-- Page extract follows --

Rains leave swampy, fallow fields in Manitoba, Saskatchewan -scouts

Spring wheat and canola fields in western Manitoba and southeastern Saskatchewan are dotted by cattails and swamps, while others are unplanted or abandoned, evidence of heavy spring rains that reduced Canada’s potential crop output, scouts on a crop tour said on Tuesday.

Other spring wheat and canola fields are growing but are less mature than usual for late July, leaving them at risk of death by frost in early September before they ripen, the scouts said.

Some spring wheat crops have not yet formed heads, while canola is flowering at a time when they are usually forming seed pods.

“This isn’t good,” said Chris Birk, farm service coordinator for CWB, a grain marketer which is leading the tour. “There’s a lot of unseeded or drowned-out areas.”

In a spring wheat field near Griswold, Manitoba, ducks paddled around a stand of cattails that sprung up this spring from excess rain. Further west around Pipestone, a durum crop was growing too thin and with too much disease to likely warrant harvesting.

-- Page extract concluded --
-- Dataset content follows --

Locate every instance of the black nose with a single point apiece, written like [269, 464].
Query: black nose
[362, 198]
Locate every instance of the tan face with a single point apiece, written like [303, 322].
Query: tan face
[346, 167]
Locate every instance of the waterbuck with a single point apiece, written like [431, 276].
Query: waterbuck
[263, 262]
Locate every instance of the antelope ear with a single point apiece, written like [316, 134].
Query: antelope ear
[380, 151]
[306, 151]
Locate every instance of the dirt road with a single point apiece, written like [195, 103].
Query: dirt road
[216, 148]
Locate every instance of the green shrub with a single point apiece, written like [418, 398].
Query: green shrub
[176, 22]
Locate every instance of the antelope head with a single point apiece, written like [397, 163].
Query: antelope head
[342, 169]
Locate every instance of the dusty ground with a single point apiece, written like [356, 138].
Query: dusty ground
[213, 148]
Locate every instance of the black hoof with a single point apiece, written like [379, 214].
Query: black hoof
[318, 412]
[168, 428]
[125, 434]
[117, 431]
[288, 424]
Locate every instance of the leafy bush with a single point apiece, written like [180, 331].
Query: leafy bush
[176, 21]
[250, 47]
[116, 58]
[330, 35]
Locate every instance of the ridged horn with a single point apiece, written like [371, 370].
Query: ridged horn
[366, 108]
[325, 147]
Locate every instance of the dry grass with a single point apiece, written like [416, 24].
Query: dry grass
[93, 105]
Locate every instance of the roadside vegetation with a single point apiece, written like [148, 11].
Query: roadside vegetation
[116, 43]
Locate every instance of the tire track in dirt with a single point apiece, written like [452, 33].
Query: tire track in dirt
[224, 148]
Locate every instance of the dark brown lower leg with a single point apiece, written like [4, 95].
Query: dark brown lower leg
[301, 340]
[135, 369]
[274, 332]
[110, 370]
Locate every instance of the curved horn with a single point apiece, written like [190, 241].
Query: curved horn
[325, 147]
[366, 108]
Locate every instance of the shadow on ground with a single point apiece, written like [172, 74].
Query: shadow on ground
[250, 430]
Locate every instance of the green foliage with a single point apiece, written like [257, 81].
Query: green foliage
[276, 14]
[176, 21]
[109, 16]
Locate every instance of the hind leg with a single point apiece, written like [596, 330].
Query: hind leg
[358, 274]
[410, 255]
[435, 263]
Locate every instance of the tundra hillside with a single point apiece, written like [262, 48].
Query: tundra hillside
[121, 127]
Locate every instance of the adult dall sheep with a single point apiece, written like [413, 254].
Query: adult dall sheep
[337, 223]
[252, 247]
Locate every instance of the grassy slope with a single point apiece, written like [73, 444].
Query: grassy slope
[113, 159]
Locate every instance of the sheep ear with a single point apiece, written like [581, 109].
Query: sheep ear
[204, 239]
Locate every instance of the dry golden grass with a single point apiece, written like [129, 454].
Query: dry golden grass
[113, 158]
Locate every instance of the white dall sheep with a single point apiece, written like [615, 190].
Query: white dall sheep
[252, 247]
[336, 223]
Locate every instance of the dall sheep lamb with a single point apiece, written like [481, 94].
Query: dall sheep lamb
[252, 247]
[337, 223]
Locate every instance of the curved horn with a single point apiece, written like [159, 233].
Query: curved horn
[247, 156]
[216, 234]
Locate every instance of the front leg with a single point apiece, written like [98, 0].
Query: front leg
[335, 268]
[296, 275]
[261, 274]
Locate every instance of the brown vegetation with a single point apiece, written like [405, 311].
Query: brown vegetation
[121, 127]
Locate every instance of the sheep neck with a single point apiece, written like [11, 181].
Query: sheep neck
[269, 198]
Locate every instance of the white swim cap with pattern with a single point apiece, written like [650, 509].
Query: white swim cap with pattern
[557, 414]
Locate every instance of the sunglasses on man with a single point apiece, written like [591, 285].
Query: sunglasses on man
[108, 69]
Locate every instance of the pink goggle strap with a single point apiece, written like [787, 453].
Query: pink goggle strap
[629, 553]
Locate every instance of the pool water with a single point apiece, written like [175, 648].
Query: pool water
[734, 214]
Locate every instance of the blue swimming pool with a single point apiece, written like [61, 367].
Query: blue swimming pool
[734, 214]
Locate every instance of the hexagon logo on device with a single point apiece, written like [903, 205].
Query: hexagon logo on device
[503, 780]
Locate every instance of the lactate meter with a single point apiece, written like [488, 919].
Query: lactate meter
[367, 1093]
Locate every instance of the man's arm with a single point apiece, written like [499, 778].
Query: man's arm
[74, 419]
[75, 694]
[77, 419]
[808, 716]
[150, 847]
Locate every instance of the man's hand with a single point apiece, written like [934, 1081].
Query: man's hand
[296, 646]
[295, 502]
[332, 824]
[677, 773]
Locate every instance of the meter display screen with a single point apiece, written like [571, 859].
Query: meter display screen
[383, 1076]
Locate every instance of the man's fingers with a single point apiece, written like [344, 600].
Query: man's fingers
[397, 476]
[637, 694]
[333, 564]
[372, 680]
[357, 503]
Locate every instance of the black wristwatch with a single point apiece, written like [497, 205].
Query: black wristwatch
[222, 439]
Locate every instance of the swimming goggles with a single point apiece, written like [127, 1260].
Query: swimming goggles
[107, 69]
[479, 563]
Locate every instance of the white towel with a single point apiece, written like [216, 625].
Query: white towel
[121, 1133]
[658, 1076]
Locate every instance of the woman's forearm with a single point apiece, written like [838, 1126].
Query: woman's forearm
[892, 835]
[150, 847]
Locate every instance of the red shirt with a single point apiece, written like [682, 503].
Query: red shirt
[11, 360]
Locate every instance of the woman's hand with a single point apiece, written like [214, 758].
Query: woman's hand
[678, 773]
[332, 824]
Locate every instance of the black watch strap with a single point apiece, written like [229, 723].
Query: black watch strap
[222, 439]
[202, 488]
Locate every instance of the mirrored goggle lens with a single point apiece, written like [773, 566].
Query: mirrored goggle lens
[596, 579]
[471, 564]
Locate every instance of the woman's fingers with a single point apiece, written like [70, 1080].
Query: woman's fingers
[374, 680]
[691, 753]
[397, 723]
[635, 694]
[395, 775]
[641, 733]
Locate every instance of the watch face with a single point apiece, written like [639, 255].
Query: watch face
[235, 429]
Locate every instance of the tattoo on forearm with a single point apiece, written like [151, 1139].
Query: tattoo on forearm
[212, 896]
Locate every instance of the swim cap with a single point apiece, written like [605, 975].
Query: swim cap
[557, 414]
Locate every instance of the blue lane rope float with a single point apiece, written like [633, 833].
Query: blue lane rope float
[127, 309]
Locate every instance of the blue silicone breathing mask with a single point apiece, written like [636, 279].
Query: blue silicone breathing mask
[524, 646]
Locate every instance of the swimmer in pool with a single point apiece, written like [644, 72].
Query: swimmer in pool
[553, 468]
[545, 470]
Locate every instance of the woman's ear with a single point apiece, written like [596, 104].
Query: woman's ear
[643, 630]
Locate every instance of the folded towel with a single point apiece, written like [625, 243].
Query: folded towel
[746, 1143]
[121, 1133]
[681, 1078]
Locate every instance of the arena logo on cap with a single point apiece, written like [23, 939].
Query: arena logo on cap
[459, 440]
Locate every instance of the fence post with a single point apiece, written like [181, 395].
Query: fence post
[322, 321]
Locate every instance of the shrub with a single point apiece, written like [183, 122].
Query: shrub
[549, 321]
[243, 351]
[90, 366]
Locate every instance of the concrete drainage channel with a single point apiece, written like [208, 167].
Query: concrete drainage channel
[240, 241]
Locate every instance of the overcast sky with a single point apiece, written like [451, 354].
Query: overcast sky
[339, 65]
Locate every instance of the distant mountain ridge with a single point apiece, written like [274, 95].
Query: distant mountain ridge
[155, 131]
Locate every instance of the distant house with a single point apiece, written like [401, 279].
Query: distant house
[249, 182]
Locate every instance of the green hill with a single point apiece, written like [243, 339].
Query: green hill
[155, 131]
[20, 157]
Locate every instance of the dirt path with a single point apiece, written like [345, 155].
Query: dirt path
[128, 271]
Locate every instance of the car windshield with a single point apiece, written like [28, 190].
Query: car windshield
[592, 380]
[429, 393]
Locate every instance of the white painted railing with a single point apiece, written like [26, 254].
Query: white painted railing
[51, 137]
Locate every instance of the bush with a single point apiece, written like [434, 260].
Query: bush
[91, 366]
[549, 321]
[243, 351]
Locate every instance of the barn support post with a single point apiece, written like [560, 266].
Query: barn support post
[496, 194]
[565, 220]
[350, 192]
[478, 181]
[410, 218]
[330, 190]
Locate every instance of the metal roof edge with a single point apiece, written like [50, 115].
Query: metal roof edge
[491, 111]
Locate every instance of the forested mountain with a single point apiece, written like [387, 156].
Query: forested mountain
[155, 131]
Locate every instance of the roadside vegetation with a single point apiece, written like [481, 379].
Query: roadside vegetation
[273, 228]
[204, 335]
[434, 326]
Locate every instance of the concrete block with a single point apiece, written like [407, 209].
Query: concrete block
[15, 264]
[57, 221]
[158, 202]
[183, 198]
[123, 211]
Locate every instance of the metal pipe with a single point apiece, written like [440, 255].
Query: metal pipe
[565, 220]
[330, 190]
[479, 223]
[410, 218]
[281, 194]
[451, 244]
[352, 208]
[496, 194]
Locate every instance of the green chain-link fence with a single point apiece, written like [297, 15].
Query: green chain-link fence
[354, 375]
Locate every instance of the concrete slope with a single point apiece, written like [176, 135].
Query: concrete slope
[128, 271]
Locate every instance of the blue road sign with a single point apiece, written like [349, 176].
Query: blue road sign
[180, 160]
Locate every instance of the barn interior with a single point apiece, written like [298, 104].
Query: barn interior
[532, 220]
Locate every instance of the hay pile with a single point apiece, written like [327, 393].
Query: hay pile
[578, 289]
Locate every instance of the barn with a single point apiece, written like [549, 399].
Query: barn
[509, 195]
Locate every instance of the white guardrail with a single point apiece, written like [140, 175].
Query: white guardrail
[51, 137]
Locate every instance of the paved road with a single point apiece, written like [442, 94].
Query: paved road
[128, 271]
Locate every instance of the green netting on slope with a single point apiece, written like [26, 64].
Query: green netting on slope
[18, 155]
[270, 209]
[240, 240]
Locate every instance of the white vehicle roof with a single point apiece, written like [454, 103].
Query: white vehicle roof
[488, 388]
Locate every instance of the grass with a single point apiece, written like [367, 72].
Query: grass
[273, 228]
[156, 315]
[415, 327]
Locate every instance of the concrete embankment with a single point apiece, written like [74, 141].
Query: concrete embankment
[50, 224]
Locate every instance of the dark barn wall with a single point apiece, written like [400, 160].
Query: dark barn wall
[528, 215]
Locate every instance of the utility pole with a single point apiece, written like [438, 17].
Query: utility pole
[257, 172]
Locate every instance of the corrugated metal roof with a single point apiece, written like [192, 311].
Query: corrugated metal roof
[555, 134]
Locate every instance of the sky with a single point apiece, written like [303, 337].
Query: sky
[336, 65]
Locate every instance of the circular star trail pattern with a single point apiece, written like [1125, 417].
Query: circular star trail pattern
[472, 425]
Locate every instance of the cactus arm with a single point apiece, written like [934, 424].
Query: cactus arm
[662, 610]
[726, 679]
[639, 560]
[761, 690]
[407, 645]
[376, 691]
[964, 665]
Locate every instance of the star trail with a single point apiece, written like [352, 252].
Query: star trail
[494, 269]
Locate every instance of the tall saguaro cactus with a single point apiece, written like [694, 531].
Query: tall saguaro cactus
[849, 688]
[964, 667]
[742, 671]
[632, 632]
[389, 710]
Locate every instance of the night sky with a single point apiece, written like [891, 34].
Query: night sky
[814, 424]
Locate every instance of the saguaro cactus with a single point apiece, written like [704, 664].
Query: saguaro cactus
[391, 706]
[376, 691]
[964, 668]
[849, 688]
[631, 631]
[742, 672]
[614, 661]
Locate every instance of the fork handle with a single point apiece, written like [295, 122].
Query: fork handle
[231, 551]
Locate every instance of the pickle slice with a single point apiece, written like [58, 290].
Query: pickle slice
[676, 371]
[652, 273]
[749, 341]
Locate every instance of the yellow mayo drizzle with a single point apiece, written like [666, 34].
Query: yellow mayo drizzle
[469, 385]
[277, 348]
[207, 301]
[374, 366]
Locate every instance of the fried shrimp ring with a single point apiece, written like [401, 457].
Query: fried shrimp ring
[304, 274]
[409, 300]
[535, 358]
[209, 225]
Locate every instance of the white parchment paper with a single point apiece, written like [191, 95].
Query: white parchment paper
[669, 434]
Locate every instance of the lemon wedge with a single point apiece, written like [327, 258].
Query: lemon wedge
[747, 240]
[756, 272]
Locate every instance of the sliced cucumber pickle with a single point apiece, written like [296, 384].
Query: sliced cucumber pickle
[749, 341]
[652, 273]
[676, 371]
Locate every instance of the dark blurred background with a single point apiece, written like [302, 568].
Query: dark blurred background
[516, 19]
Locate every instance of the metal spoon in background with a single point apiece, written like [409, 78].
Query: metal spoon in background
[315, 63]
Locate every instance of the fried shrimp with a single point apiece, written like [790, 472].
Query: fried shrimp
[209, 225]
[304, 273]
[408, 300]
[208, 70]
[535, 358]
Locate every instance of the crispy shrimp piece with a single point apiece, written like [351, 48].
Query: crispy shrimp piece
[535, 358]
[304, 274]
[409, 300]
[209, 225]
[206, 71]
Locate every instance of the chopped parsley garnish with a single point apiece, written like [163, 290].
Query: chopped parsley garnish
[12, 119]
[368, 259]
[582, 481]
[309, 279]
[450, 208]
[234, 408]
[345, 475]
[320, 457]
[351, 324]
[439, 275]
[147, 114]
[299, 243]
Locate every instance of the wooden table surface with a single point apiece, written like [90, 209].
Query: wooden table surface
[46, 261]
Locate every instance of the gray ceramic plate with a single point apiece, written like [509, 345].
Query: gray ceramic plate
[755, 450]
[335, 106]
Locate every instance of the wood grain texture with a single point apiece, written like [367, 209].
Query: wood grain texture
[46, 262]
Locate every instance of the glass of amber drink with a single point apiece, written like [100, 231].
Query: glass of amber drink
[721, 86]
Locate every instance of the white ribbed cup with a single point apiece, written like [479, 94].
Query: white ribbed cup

-- Dataset content concluded --

**Your assignment:** In the crop-tour report, what risk do the less mature spring wheat and canola fields face before they ripen?

**Worked solution:** They are at risk of being killed by frost in early September.